Objectif de l'exercice: Selon l'extrait sur les livres de Sigrid Hunke, en quelle année Europas andere Religion a-t-il été réédité intégralement sous le titre Europas eigene Religion ?

Extrait du document:

Les livres de Sigrid Hunke
Les autres livres de Sigrid Hunke ont également été essentiel pour nous :
◊ Europas andere Religion – Die Überwindung der religiösen Krise (= L’autre religion de l’Europe. Le dépassement de la crise religieuse), 1969. Ce livre fondamental a été réédité in extenso en 1997 sous le titre de Europas eigene Religion (= La religion spécifique de l’Europe) chez l’éditeur Grabert. Il a connu aussi une édition de poche en 1981 : Europas eigene Religion – Der Glaube der Ketzer (= La religion spécifique de l’Europe – La foi des hérétiques) chez Bastei-Lübbe.
◊ En 1971 paraît Das Ende des Zwiespaltes – Zur Diagnose und Therapie einer kranken Gesellschaft (= La fin de la césure dualiste – Diagnostic et thérapie d’une société malade).
◊ En 1979, parution d’un autre ouvrage fondamental, toujours dans la même trajectoire : Glauben und Wissen. Die Einheit europäischer Religion und Naturwissenschaft (= Foi et savoir. L’unité de la religion européenne et des sciences naturelles).

Données présentées:
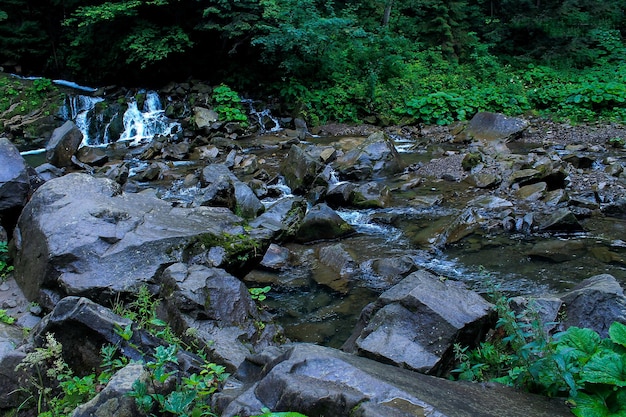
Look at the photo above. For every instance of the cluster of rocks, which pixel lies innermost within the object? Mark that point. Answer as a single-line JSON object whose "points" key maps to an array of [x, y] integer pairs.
...
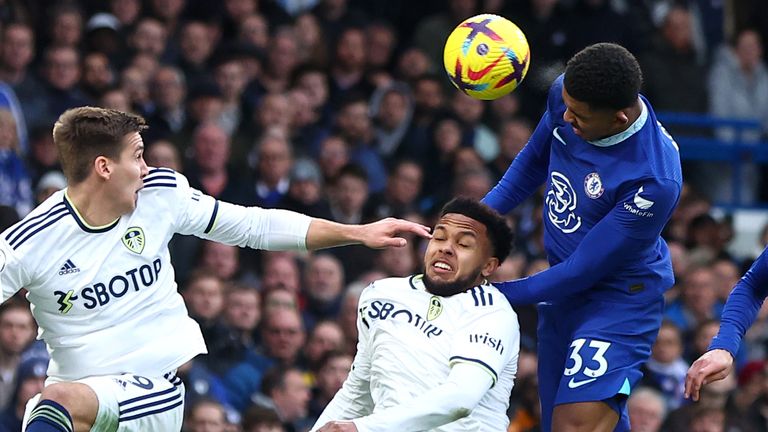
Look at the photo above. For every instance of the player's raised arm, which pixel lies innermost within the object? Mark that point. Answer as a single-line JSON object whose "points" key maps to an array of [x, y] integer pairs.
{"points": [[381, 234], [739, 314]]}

Réponse à l'exercice: En 1997.